Data items

= = = =

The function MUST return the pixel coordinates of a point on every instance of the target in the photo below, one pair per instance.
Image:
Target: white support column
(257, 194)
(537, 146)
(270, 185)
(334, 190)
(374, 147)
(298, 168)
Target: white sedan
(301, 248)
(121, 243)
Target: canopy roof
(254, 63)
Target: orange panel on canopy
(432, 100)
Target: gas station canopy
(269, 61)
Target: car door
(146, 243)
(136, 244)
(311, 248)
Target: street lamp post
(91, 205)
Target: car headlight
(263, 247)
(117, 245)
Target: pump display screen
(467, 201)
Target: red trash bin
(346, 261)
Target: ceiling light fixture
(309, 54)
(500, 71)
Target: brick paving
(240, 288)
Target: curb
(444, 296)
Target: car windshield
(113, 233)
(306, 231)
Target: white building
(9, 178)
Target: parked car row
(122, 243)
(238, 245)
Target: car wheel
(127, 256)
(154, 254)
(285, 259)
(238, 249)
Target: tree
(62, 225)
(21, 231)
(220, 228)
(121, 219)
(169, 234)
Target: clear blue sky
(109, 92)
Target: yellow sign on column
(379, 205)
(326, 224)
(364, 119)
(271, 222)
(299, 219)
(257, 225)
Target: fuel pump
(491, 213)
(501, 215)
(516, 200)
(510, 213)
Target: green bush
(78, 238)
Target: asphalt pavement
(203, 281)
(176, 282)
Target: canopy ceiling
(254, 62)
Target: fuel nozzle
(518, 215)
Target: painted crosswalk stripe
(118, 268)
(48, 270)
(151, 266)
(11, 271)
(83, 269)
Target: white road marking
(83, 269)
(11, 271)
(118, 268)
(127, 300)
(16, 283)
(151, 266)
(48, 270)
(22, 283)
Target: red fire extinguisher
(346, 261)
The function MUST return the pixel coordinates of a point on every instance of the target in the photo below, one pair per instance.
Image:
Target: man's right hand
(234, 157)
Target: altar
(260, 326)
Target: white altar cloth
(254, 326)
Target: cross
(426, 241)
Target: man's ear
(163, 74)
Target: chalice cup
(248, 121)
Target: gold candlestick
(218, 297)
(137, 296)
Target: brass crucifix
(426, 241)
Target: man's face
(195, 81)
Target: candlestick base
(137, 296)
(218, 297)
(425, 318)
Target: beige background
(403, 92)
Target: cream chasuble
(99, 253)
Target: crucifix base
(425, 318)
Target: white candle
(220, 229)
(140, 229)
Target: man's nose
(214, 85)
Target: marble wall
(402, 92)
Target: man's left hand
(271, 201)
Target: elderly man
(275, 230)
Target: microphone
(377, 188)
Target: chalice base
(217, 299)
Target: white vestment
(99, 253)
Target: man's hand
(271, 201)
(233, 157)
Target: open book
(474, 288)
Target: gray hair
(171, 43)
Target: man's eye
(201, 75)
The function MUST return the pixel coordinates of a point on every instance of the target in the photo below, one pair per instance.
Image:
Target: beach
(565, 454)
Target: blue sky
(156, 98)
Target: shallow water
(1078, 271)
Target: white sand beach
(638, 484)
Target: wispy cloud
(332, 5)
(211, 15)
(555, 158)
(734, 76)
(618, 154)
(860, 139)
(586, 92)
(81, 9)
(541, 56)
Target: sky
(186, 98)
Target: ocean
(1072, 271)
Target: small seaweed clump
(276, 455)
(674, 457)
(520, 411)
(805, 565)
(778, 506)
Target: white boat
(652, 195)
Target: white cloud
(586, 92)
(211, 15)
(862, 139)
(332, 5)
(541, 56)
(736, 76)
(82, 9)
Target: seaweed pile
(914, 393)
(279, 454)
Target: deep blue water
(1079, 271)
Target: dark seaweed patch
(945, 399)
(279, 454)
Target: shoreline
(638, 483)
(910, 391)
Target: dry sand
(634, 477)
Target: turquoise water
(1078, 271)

= = = =

WHAT TO WORK ON
Only the lines from the one holding "Target: open book" to the end of the entries above belong in the answer, each copied exactly.

ANSWER SPACE
Target: open book
(474, 288)
Target: gray hair
(171, 43)
Target: man's eye
(201, 75)
The function MUST return the pixel coordinates of a point on every instance of the target in the photo below, one pair per instance.
Image:
Target: beach
(565, 454)
Target: blue sky
(156, 98)
Target: shallow water
(1078, 271)
Target: white sand beach
(638, 484)
Target: wispy cloud
(332, 5)
(211, 15)
(555, 158)
(734, 76)
(618, 154)
(860, 139)
(586, 92)
(81, 9)
(541, 56)
Target: sky
(186, 98)
Target: ocean
(1072, 271)
Target: small seaweed clump
(276, 455)
(674, 457)
(520, 411)
(805, 565)
(778, 506)
Target: white boat
(652, 195)
Target: white cloud
(586, 92)
(211, 15)
(862, 139)
(332, 5)
(541, 56)
(736, 76)
(82, 9)
Target: seaweed pile
(914, 393)
(279, 454)
Target: deep blue water
(1079, 271)
Target: dark seaweed patch
(945, 399)
(279, 454)
Target: shoreline
(638, 483)
(910, 391)
Target: dry sand
(634, 477)
Target: turquoise water
(1078, 271)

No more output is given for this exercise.